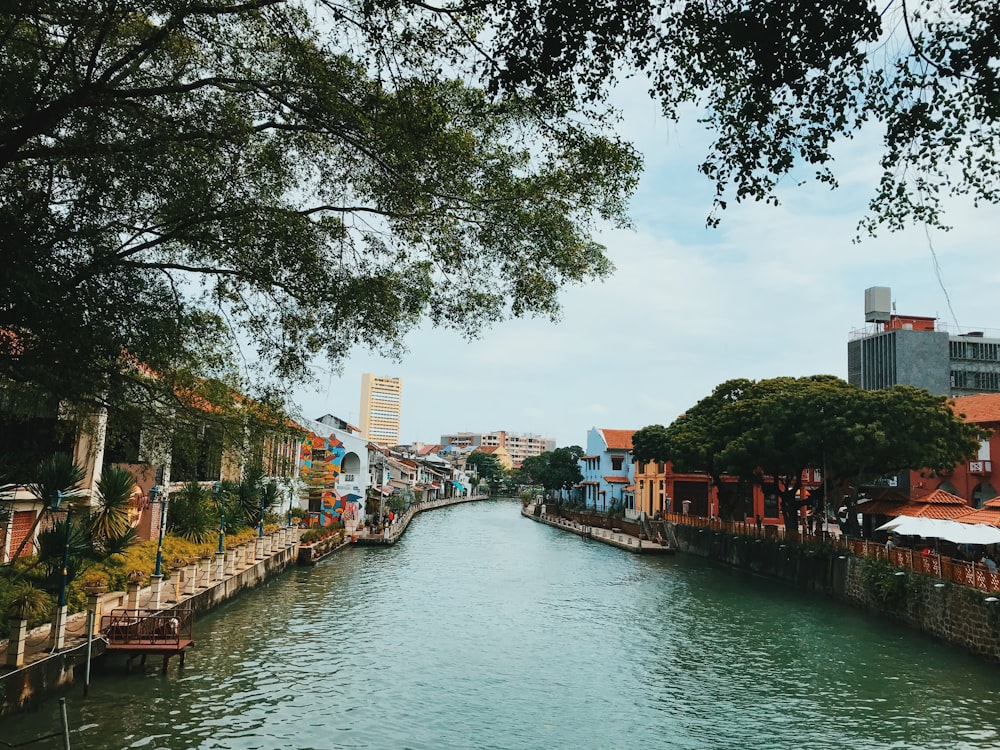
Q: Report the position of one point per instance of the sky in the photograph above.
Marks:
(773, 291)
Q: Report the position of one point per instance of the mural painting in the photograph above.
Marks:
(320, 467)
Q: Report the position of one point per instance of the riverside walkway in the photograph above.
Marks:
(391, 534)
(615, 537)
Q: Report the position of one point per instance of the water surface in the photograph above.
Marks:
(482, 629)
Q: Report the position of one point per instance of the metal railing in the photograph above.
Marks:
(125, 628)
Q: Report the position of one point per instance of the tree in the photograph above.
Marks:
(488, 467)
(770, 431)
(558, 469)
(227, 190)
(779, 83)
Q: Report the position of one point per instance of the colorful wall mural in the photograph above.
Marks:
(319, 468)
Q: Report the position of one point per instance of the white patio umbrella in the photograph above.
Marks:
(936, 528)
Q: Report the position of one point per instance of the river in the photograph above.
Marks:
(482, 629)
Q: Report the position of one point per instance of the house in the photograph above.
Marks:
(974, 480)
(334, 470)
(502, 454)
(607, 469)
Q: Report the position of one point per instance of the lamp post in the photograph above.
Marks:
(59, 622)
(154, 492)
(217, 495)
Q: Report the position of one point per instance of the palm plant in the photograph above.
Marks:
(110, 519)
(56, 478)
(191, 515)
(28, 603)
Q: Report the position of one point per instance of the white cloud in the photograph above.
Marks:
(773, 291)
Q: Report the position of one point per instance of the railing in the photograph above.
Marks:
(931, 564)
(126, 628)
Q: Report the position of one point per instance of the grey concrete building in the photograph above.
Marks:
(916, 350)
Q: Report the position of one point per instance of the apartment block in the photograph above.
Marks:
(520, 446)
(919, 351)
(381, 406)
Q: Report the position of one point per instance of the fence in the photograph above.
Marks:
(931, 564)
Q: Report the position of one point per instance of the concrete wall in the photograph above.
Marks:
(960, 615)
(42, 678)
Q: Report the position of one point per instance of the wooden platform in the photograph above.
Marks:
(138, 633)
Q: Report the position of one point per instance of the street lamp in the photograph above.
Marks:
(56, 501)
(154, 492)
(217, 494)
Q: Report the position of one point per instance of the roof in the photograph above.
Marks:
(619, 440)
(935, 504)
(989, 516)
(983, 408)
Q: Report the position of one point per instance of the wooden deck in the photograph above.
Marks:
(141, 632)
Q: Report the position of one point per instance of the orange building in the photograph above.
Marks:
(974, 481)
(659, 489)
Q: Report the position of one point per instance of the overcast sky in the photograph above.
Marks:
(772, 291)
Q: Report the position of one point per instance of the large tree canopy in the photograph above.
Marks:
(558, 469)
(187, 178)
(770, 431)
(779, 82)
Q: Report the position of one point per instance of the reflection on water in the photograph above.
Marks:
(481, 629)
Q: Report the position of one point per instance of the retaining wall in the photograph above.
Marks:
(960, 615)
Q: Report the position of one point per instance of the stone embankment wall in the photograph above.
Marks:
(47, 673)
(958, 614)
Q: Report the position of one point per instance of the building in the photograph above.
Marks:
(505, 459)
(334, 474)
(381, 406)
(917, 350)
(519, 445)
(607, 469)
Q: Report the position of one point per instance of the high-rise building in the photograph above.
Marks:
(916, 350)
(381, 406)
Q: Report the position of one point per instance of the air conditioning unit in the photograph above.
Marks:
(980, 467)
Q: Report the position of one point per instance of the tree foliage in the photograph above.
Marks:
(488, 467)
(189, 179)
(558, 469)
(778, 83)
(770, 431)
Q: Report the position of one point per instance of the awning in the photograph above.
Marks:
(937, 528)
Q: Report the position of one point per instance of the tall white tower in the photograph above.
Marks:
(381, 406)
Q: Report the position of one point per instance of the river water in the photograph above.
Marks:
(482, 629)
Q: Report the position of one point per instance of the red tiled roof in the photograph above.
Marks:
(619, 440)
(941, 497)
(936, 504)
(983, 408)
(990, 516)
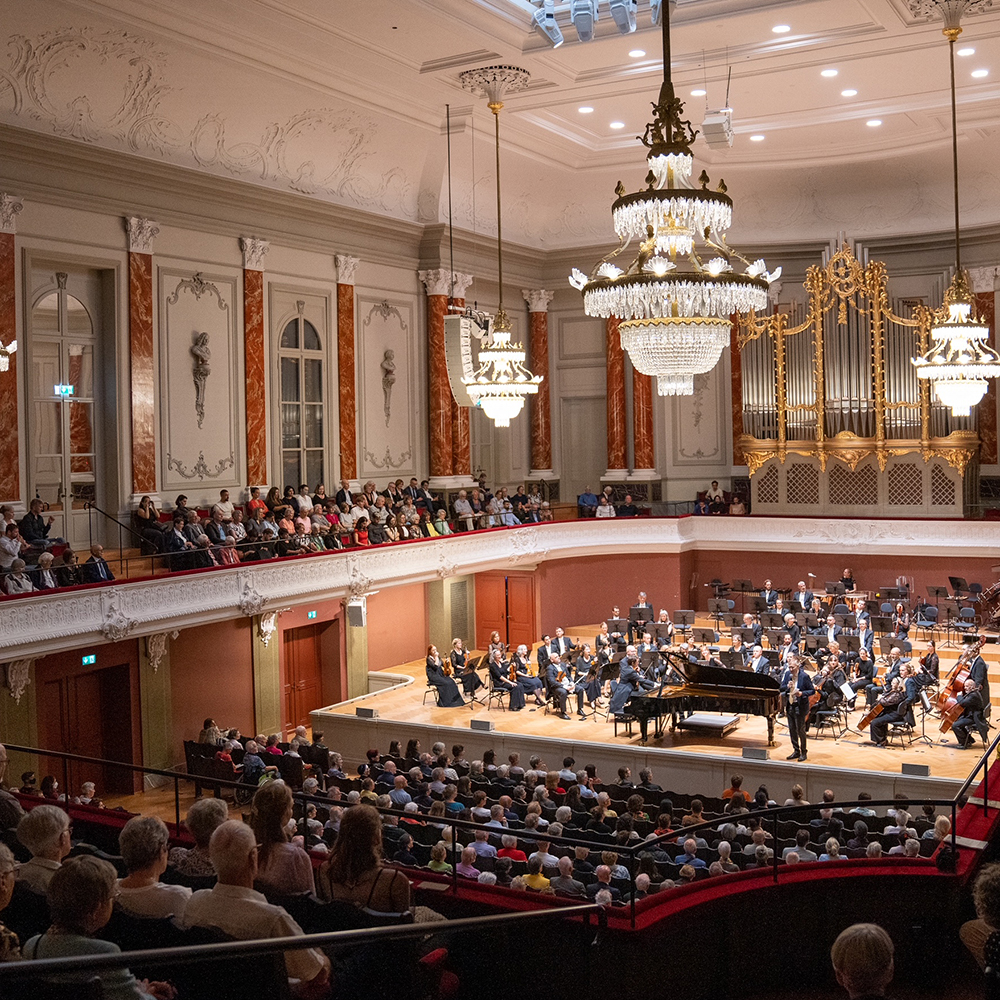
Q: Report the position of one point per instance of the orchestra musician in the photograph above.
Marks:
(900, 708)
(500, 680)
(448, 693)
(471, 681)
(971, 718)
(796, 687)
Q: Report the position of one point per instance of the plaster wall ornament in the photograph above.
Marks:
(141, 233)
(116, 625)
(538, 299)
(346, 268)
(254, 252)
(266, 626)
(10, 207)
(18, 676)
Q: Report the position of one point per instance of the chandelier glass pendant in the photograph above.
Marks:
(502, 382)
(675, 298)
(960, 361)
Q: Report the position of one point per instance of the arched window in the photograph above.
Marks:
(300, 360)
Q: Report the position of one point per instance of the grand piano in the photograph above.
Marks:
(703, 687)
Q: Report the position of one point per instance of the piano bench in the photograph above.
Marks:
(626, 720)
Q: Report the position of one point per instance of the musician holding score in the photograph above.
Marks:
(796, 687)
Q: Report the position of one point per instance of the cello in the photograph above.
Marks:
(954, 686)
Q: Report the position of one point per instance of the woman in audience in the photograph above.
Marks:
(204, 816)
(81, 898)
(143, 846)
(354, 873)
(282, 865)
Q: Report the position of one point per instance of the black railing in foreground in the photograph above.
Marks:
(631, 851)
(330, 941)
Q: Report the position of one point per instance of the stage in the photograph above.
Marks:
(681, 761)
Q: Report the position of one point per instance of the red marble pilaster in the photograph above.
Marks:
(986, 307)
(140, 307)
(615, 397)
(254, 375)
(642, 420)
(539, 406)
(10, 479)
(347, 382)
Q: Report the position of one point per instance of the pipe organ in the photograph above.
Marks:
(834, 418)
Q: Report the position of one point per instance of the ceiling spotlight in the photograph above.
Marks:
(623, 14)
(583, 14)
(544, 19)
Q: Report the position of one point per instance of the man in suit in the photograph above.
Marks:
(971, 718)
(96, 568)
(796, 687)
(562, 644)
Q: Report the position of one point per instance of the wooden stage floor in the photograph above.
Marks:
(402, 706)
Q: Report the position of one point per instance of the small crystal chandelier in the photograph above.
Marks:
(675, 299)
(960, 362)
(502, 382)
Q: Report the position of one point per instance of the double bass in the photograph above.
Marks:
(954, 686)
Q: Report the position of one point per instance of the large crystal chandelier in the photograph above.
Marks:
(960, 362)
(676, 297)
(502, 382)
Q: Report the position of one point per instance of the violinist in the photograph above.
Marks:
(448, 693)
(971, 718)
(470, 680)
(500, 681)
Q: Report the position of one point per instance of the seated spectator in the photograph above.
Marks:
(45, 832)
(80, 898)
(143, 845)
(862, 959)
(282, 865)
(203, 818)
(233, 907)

◆ ◆ ◆ ◆ ◆

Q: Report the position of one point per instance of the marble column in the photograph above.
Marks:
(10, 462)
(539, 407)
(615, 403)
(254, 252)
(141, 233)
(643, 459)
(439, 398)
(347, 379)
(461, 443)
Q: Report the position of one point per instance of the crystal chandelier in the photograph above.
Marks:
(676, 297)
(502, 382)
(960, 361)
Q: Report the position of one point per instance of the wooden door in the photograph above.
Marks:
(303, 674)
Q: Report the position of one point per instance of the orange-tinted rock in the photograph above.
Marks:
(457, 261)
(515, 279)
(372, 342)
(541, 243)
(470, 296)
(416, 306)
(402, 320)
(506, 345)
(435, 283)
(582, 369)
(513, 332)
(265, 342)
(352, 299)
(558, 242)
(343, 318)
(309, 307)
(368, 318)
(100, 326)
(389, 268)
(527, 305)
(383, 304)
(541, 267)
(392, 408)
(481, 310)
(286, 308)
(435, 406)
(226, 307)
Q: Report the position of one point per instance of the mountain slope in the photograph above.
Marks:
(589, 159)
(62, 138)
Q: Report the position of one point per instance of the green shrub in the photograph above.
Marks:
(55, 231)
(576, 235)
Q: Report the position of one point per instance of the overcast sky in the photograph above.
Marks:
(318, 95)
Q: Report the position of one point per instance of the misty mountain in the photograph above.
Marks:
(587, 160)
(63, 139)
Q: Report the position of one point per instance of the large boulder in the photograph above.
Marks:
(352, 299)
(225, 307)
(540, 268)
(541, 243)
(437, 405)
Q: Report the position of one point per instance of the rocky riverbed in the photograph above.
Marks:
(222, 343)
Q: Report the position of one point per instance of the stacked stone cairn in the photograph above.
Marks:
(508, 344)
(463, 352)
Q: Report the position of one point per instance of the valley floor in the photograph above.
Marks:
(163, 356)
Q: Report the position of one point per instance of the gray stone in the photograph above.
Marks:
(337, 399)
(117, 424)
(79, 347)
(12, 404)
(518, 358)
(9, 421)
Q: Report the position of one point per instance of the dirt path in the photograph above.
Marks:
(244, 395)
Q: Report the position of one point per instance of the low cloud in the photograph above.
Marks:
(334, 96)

◆ ◆ ◆ ◆ ◆

Extract each line from the entries above that contains the word "musician".

### THE OUTPUT
Q: Report the position of one point per instance of the orchestra musician in the photograph above.
Q: Report the position of one point per instance of the musician holding score in the photograph above.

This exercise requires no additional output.